EXTRAIT CHOISI >>
Laurence Bofenda, in vino veritas

Laurence Bofenda, caviste rue Custine, en foulard et en mitaines, derrière son comptoir. © Michel Setboun

Un tourbillon. En chapeau à larges bords, en toque, ou en foulard noué à la diable, créole aux oreilles, mitaines de cuir, haut perchée sur ses bottines, Laurence Bofenda tient boutique. Quand elle est sur son pas de porte, elle m’a souvent hélée d’un « Bonjour, maman », le salut à l’africaine, marque de respect pour celle qui est plus âgée que soi. Laurence Bofenda est caviste chez « Shop 18 », à deux pas du métro Château Rouge, rue Custine, version un poil plus huppée que le trottoir d’en face qui mène à la Goutte d’Or.

A l’intérieur de sa « cave », les bouteilles de vin sont alignées sur des étagères, comme à la parade, et les bières, les champagnes et les alcools forts aussi. Plutôt du haut de gamme, beaucoup de bio ou de biodynamie. On trouve aussi aux étages inférieurs, quelques produits locaux, en épicerie fine, lentilles, pâtés etc. A l’intérieur aussi, on s’accoude sur une manière de comptoir, comme au bistro, et on est accueilli d’emblée : «Tu veux un café, un thé » ?

 Ce jour là, j’ai franchi le pas, intriguée, une Africaine caviste, c’était un peu insolite, mais peut être pas.

J’ai acheté une bouteille de bio pas donnée, mais j’ai eu une sacrée ristourne, « pour mes invités » m’a dit la patronne. D’accord aussi, pour un entretien.

CONSIGNES À SUIVRE >>
A - D'après le portrait de la caviste de la rue Custine, comment s'appelle la boutique où travaille Laurence Bofenda ?
B - Poursuivez le portrait de la caviste de la rue Custine à la suite de sa dernière phrase.

MATÉRIEL FOURNI >>
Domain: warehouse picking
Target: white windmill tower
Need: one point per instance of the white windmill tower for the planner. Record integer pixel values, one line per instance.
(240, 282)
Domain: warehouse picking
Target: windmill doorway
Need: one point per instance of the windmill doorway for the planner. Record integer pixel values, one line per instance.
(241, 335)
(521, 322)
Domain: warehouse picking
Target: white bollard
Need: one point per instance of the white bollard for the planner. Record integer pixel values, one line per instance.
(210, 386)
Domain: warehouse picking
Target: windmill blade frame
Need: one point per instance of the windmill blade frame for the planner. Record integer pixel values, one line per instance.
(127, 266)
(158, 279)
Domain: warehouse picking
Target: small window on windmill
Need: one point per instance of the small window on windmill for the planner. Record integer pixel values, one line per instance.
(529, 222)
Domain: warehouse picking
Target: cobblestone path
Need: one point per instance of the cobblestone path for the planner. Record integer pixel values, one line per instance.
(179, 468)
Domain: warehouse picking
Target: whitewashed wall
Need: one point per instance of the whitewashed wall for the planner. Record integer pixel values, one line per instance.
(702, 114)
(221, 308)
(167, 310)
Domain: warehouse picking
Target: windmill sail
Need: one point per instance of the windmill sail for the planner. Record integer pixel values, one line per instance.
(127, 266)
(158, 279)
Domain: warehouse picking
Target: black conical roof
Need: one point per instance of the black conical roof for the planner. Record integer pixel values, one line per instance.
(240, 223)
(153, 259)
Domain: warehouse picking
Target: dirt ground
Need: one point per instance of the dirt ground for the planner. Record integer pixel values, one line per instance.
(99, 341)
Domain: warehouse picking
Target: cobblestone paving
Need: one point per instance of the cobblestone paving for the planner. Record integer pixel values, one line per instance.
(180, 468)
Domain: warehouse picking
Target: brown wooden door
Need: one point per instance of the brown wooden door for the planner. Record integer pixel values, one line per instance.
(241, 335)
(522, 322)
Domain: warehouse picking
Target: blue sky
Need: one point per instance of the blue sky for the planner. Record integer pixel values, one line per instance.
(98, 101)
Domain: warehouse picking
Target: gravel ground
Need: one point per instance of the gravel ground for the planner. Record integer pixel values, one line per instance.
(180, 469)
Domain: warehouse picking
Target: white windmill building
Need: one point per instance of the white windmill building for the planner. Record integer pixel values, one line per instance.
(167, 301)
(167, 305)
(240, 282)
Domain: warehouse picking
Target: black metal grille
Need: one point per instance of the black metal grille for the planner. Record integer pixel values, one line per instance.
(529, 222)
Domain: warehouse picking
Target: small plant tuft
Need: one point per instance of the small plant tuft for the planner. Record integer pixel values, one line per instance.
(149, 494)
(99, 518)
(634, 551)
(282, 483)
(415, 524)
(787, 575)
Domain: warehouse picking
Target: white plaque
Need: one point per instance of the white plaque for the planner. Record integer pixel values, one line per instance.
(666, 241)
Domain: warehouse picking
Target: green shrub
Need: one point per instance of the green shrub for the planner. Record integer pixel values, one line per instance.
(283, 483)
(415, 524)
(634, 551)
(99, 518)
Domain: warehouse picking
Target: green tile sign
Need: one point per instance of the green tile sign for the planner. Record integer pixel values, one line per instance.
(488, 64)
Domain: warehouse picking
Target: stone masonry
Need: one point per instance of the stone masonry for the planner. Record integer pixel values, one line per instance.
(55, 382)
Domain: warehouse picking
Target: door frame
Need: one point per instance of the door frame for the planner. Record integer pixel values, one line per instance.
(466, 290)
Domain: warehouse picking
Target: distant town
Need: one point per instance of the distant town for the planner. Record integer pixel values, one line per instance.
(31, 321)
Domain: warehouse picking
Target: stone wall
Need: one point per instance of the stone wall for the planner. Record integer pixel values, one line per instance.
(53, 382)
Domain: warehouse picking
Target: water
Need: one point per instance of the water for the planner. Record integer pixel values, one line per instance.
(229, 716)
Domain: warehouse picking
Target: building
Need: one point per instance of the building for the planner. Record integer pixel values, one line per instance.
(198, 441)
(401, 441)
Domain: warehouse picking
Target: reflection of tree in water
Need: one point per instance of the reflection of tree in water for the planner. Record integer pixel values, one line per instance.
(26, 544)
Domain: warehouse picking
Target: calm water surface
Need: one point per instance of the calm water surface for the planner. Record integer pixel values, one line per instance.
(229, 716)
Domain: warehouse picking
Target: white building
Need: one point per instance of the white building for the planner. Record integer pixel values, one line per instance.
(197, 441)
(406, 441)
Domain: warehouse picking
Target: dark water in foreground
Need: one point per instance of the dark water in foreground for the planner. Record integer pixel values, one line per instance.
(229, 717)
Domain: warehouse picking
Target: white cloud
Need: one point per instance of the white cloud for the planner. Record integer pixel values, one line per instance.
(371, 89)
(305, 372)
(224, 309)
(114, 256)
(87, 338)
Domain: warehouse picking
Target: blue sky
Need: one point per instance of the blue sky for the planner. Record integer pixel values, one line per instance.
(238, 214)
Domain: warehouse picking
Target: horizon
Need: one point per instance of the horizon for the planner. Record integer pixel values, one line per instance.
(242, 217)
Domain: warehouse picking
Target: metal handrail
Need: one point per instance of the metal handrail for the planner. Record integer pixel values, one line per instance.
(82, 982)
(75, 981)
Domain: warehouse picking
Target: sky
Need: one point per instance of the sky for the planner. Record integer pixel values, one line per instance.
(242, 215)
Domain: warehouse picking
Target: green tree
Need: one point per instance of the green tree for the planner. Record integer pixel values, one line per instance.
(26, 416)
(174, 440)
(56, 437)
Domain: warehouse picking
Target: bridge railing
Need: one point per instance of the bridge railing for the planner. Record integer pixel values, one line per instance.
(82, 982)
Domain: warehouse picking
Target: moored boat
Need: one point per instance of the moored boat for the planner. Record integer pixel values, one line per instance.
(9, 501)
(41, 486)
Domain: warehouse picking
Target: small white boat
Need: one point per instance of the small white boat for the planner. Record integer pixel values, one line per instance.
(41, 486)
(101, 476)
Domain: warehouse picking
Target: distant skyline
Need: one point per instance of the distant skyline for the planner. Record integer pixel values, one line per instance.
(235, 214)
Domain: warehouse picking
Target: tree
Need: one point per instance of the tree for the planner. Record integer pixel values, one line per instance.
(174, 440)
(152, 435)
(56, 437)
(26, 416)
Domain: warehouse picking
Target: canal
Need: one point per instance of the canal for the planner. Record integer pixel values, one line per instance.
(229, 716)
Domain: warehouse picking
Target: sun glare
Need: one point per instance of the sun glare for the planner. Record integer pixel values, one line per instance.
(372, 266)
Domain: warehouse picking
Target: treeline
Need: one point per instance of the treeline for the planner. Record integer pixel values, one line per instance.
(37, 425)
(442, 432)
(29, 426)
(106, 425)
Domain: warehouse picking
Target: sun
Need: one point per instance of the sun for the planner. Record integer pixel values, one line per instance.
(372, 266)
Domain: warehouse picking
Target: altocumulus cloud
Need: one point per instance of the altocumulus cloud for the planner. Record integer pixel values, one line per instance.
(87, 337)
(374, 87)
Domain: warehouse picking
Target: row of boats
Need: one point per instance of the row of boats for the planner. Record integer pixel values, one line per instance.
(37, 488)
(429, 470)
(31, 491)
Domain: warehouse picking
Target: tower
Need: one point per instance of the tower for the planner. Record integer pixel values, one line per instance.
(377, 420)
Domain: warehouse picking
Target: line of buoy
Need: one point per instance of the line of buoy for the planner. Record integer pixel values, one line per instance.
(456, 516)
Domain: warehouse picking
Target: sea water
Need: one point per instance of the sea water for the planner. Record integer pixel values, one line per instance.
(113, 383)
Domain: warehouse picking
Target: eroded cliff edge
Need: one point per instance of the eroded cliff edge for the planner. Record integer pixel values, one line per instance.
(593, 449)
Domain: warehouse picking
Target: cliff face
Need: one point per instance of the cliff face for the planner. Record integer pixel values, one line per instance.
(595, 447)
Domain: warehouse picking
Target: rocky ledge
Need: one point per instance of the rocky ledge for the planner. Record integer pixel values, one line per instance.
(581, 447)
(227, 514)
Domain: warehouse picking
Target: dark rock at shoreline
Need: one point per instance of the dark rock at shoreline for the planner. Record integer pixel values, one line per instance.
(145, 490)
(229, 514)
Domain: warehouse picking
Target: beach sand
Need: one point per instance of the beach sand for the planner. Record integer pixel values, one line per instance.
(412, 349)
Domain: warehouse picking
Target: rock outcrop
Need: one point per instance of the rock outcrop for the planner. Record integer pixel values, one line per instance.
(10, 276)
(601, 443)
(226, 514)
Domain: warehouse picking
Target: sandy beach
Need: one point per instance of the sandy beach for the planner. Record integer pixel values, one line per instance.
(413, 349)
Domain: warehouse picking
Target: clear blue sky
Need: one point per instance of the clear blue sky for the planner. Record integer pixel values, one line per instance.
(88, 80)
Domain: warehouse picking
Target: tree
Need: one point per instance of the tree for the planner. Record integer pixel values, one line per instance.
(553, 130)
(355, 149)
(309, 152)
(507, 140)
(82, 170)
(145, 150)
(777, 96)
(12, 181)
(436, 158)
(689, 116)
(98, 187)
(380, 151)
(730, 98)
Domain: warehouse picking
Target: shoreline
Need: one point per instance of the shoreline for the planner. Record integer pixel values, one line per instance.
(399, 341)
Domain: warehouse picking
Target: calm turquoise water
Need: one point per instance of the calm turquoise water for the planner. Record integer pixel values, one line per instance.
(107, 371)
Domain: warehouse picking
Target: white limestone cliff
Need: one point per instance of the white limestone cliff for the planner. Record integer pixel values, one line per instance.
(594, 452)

RÉPONSES ATTENDUES >>
A - Elle s'appelle « Shop 18 ».

B -
C’était pour un mercredi, un jour sans certitude, où la caviste reçoit une quarantaine de sacs de légumes, où elle a le nez plongée sur sa liste des destinataires, trentenaires la plupart,  amateurs de bio et qui passent les uns après les autres récupérer leur bien. Passé 15 heures, c’est aussi l’affluence des clients, des clients amis ou amis tout courts. Un défilé : Momo, un jovial, intarissable diffuseur de blagues, une jeune femme victime de harcèlement au travail venue raconter par le menu sa lutte quotidienne, un restaurateur africain du 10e arrondissement à la recherche d’une marque précise de champagne, une escouade de policiers venus chercher un conseil pour fêter l’anniversaire d’un collègue, la vendeuse du Franprix proche, en congé parental, l’esthéticienne d’à côté et deux  tonitruants, déjà passablement  alcoolisés et habitués du trottoir.

Certains ne font que passer une tête mais d’autres s’installent, racontent, on rigole, on achète une bouteille et l’on sirote sur le comptoir. Laurence court partout, coche la liste des amateurs de bio qu’elle prévient par Sms.

Bref, j’ai tenu trois heures et je suis restée en carafe.

Va pour un nouveau rendez vous : « Reviens samedi, avant cinq heures, c’est calme ! »

Laurence Bofenda est née en 1969 à Matadi, une grosse ville portuaire en République Démocratique du Congo  (RDC) à l’embouchure du fleuve Congo . Elle est la benjamine d’une fratrie de six. « Ma mère Antoinette tenait un restaurant, attention pas «un maquis ». Entendez par là pas un « bouiboui ». « Mon père Michel était banquier. » La famille est «très très chrétienne »: « J’ai fait ma scolarité chez les bonnes sœurs. » La fillette y apprend la coupe et la couture.

Puis c’est le départ, vers la capitale , Kinshasa : « J’ai suivi ma sœur ainée Françoise. J’avais à peine onze ans, là, j’ai fait un peu d’esthétique et de coiffure. »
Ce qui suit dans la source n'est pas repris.